■ **Exercise brief**
This task calls for printing every entry exactly.

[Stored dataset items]
□ □ □
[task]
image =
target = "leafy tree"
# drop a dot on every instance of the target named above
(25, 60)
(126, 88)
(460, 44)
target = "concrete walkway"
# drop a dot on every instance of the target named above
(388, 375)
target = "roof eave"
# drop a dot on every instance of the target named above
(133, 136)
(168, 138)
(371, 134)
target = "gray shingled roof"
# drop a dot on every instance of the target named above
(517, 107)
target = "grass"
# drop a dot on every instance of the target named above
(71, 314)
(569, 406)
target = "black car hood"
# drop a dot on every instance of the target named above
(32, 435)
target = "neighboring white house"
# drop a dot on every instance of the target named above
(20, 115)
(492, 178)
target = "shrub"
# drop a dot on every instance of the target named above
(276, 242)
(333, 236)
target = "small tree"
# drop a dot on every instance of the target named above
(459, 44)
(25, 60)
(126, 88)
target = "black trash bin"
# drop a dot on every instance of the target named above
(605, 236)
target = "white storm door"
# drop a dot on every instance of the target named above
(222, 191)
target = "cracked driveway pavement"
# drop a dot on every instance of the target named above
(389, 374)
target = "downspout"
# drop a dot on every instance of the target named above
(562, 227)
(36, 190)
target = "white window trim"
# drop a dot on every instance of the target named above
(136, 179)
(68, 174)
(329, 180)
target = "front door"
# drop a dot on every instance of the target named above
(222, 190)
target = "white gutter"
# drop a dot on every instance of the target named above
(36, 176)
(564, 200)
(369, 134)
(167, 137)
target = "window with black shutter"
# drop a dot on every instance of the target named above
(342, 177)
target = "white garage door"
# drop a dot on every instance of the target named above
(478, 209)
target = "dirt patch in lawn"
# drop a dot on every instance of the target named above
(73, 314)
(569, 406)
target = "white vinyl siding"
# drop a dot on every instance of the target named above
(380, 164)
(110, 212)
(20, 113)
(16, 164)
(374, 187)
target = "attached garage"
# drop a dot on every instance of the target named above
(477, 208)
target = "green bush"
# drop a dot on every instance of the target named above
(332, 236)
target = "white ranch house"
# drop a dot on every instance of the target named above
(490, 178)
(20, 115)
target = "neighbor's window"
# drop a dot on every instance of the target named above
□ □ □
■ **Written response**
[task]
image =
target = "leafy tree"
# drop a dot on every instance of the target named above
(25, 60)
(126, 88)
(460, 44)
target = "concrete walkway"
# drop a dot on every instance of the target named above
(388, 375)
target = "roof eave"
# drop a dot on every instance of the target named above
(133, 136)
(168, 138)
(371, 134)
target = "gray shingled roof"
# drop a dot on every instance of the target named above
(517, 107)
target = "grass"
# drop a dot on every instance of the target named above
(71, 314)
(569, 406)
target = "black car hood"
# drop a dot on every instance of the target named above
(32, 435)
target = "neighboring white house"
# drop a dot on every instance of the target named above
(20, 115)
(492, 178)
target = "shrub"
# drop a dot on every instance of the target named above
(276, 242)
(333, 236)
target = "small tree"
# drop a dot on every instance of the target named above
(459, 44)
(25, 60)
(126, 88)
target = "black trash bin"
# drop a dot on every instance of the target named above
(605, 236)
target = "white storm door"
# drop a dot on every instance of the target named above
(222, 191)
target = "cracked driveway pavement"
# drop a dot on every instance of the target named above
(389, 374)
target = "downspout"
# drop a dot on every instance of the target named above
(562, 227)
(36, 190)
target = "white window trim"
# drop a dot on every instance of the target named above
(136, 179)
(68, 174)
(329, 180)
target = "front door"
# drop a dot on every instance of the target named above
(222, 190)
target = "white gutter"
# drop a dot on every instance of the target named above
(36, 176)
(564, 200)
(369, 134)
(167, 137)
target = "window with black shutter"
# drop a dot on every instance of the target named above
(342, 177)
target = "white garage door"
# drop a dot on every instance of the target named above
(478, 209)
target = "dirt patch in lawn"
# drop a dot on every instance of the target named above
(73, 314)
(569, 406)
target = "white vinyl siding"
# drop a dot on every instance of the target named above
(380, 164)
(110, 212)
(20, 113)
(16, 164)
(374, 187)
target = "attached garage"
# drop a dot on every instance of the target named above
(477, 208)
target = "green bush"
# drop a dot on every instance of the target named above
(332, 236)
target = "white ranch house"
# drop a dot on every instance of the target named above
(490, 178)
(20, 115)
target = "neighbor's window"
# drop a dot on every instance of the target named above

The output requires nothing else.